● Selected extract:
============
今日推荐开源项目:《人工智能 Google AI Research》
今日推荐英文原文:《Google Hash Code 2020: How we Took 98.5% of the Best Score》
今日推荐开源项目:《人工智能 Google AI Research》传送门:GitHub链接
推荐理由:该项目包含Google AI Research发布的代码。Google AI 致力于推动该领域的最新发展,将AI应用于产品和新领域,并开发工具以确保每个人都可以使用AI。附上Google AI 的官方网站:https://ai.google/research
今日推荐英文原文:《Google Hash Code 2020: How we Took 98.5% of the Best Score》作者:Yelysei Lukin
原文链接:https://medium.com/better-programming/google-hash-code-2020-how-we-took-98-5-of-the-best-score-e5b6fa4abc1b
推荐理由:前不久 Google Hash Code 的线上资格赛开赛,本文记录了一个乌克兰团队的解题经历。
Google Hash Code 2020: How we Took 98.5% of the Best Score
How we came in 53rd in Ukraine and 530th in the world
(Photo by Mitchell Luo on Unsplash)Since we didn’t get a chance to participate in this year’s Google Hash Code, we decided to try our best in the extended round. Here’s the result: 530th in the world ranking and 53rd in Ukraine.
What is Google Hash Code?
Google has been organizing a competition for programmers since 2016 called Hash Code. Teams of two to four people can participate in the competition, where they have to solve an optimization problem. Every year it attracts thousands of people from all over the world.It has two rounds: main and extended. The main round continues only for four hours, while the extended one can go on for up to two weeks. Of course, the extended round does not count on the scoreboard, but it’s still a good chance to check your knowledge and skills.
============
● Data excerpt:
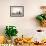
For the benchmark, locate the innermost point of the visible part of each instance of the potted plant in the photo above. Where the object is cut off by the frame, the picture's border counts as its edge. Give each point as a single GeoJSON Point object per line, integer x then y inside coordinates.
{"type": "Point", "coordinates": [42, 17]}
{"type": "Point", "coordinates": [10, 31]}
============
In one to three sentences, explain why the team in the Hash Code article decided to compete in the extended round. The lines are not needed here.

The team did not get a chance to take part in that year's Google Hash Code, so they decided to try their best in the extended round.